### WORK TO DO
Update the lines below by swapping every "keypoint" for "marker" and keeping everything else the same.
— Begin MATERIAL SUPPLIED —
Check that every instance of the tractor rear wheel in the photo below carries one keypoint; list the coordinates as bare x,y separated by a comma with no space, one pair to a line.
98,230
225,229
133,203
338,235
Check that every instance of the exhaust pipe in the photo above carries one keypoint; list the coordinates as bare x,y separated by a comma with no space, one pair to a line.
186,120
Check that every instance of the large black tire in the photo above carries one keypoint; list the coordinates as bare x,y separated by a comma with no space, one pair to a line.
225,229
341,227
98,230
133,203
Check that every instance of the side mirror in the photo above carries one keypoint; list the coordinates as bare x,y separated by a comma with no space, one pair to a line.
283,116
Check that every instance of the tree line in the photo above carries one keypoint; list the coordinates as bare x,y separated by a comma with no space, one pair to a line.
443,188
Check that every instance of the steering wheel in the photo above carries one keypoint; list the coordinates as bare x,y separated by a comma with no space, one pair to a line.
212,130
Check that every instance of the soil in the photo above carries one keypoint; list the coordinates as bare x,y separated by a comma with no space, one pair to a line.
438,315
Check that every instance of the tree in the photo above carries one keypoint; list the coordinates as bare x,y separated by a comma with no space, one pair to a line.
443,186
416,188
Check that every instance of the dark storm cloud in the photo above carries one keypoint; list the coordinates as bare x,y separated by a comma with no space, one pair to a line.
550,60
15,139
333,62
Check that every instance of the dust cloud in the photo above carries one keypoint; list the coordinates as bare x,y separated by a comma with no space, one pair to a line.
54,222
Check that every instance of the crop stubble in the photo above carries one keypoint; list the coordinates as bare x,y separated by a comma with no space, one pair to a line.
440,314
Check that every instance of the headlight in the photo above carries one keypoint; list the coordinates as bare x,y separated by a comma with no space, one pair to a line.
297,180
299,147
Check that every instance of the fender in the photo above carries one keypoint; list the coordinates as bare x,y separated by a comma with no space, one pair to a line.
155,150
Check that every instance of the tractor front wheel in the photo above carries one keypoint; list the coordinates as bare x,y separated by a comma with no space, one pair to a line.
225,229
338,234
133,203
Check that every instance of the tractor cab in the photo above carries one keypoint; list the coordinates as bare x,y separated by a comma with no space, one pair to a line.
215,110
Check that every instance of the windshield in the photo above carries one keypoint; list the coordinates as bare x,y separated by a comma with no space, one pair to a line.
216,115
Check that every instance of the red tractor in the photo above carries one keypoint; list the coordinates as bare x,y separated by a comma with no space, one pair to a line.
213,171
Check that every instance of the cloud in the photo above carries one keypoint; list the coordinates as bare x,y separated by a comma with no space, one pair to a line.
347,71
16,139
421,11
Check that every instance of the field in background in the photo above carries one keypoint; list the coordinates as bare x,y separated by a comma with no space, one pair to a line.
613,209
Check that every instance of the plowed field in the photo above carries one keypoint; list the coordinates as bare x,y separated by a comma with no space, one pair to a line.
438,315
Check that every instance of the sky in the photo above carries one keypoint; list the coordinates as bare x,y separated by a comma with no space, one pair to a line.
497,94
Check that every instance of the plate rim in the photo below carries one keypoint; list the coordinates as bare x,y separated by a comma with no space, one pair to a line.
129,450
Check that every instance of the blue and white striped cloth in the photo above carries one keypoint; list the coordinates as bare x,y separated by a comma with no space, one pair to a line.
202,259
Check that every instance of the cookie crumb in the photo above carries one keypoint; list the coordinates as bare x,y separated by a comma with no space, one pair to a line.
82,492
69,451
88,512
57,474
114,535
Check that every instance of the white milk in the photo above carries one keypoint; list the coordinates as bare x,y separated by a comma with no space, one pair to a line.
— End MATERIAL SUPPLIED —
### RESPONSE FOR THIS EXERCISE
Check that every instance of the tractor rear wheel in the photo below carries one marker; list the coordinates as bare x,y separated by a comma with no space, one pair to a line.
98,230
225,229
133,203
338,235
Check that every instance of the exhaust pipe in the photo above carries one marker; list the coordinates as bare x,y separated by a comma with no space, one pair to a line.
186,120
Check that every instance of the large black tire in the photo above carries one marker; list the coordinates as bare x,y separated by a comma with no space, one pair to a line.
225,229
341,227
98,230
133,203
Check that every instance of the side mirror in the photo above carries one marker; list the coordinates as bare x,y separated by a comma with no space, one pair to a line.
283,116
Check that every instance of the tree line in the photo above carries one marker; list the coordinates as bare x,y separated by a comma with no space, one pair to a line.
443,188
Check that every instance of the steering wheel in the photo above carries one marker; list the coordinates as bare x,y separated by a comma with no space, one pair to a line.
212,130
Check that every instance of the soil in the photo above carries one marker; list the coordinates as bare x,y separated by a comma with no space, one pair to a line.
438,315
Check that every instance of the tree in the photo above carries one marker; list the coordinates as bare x,y separated by a comma with no space, one pair to a line.
443,186
416,188
Check that every instance of the dark storm cloud in the photo above carries one marker; list the coordinates as bare x,y separated by a comma with no space, one pair to a line.
550,60
15,139
333,62
Check that every instance of the dust cloud in the photo above carries one marker; list the coordinates as bare x,y separated by a comma with no space, one pair to a line.
54,222
Check that every instance of the crop stubble in the photo above carries one marker; list the coordinates as bare x,y separated by a comma with no space, one pair to a line.
440,314
Check that every instance of the headlight in the photo above carries one marker; list the coordinates as bare x,y separated by a comma with no space, one pair to a line.
297,180
299,147
Check that every instance of the fender in the photo above carries one marker; list the coordinates as bare x,y separated by a comma with no space, one pair to a line.
155,150
Check that every instance of the tractor front wheel in the photo above carries one marker; list the coordinates as bare x,y separated by a comma with no space, one pair to a line.
225,229
338,234
133,203
Check that every instance of the tractor cab in the photo above carries one marker; list the coordinates as bare x,y separated by a comma with no space, one pair to a line.
215,110
Check that every instance of the windshield in the photo above carries one marker; list the coordinates as bare x,y separated by a comma with no space, one pair to a line.
216,115
Check that every instance of the red tractor in the photo above carries one marker; list the coordinates as bare x,y separated by a comma with no space, one pair to a line.
213,171
Check that every instance of the cloud in the photo above carries one marker; list the coordinates as bare x,y separated by a comma with no space, one pair to a line.
347,71
16,139
421,11
Check that every instance of the field in background in the photo above carries one marker; list the coordinates as bare x,y separated by a comma with no space, one pair to a line.
613,209
Check that every instance of the plowed field in the photo above carries one marker; list the coordinates as bare x,y separated by a comma with no space, one pair to a line.
438,315
Check that every instance of the sky in the photo above carries one marker; list the coordinates as bare x,y separated by a comma with no space, one pair to a line.
497,94
Check that every instance of the plate rim in the photo below carries one marker; list the coordinates as bare x,y separated by a comma with no space, one pair to a line.
129,450
Check that every instance of the blue and white striped cloth in the photo above carries one marker; list the coordinates as bare x,y separated by a comma with no space, one pair to a line.
202,259
Check that every instance of the cookie crumb in the photo above carries one marker; list the coordinates as bare x,y separated by a comma with no space, one pair to a line.
82,492
69,451
88,512
57,474
114,535
Check that every instance of the white milk in the photo above carries one marker; list the coordinates as bare x,y separated by a comma with no space, one pair to a line.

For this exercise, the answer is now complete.